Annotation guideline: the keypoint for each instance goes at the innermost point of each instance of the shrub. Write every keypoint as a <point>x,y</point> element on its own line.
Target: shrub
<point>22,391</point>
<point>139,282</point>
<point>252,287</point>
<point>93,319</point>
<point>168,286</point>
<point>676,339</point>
● ● ● ● ● ● ●
EXERCISE DIRECTIONS =>
Reproduce the listing above with each occurrence of "shrub" changed to "bush", leaving all other text unchanged.

EXERCISE RESPONSE =>
Annotation guideline: the keypoint for each instance goes at the innermost point of each instance of the bush. Write every keypoint as a <point>x,y</point> element on its own line.
Target: bush
<point>22,391</point>
<point>139,282</point>
<point>252,287</point>
<point>93,319</point>
<point>168,286</point>
<point>676,339</point>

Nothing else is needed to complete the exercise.